▶ _What to produce_
Produce a perfect copy of the listing, matching each line.
- - -
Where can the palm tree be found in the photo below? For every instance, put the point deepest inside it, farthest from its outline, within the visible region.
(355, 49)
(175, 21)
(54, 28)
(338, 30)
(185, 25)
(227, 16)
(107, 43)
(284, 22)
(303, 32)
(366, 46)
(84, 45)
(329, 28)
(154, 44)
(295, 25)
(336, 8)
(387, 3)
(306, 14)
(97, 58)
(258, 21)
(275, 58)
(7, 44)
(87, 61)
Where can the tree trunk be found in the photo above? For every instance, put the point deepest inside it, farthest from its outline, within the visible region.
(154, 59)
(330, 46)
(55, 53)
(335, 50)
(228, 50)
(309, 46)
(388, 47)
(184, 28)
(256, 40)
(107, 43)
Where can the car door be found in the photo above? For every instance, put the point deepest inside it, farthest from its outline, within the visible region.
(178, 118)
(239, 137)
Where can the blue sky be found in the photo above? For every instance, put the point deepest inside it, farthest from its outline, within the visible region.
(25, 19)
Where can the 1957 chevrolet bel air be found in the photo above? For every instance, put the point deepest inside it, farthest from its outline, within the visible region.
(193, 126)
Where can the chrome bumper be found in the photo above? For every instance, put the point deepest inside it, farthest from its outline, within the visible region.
- - -
▶ _Result_
Where can the palm tree be found in the photo below? For every instance, put the point deepest inside it, farthest from its outline, within the visible region.
(355, 49)
(175, 21)
(54, 28)
(338, 30)
(185, 25)
(227, 16)
(107, 43)
(284, 22)
(303, 32)
(366, 46)
(84, 45)
(329, 28)
(154, 44)
(295, 25)
(336, 8)
(387, 3)
(306, 14)
(97, 58)
(258, 21)
(275, 58)
(7, 44)
(87, 61)
Where can the tree trunk be found in the photo above? For every instance, put the point deepest inside it, farthest from its outline, within the visible region.
(154, 59)
(330, 46)
(55, 53)
(335, 50)
(228, 50)
(309, 46)
(388, 47)
(184, 28)
(256, 40)
(107, 43)
Where can the car door be found in the photo above? For every instance, put the point deepest inside it, farthest from its outline, within the visible region.
(178, 118)
(239, 137)
Where can the blue sky be found in the photo above? For every instance, put the point deepest inside it, farthest from its outline, within the visible region.
(25, 19)
Where can the 1957 chevrolet bel air be found in the photo above? For every instance, put the point deepest inside it, farthest from its outline, within the visible region.
(193, 126)
Where can the chrome bumper be found in the photo above? For every instance, put the point deepest inside it, farthest from its outline, within the visible region.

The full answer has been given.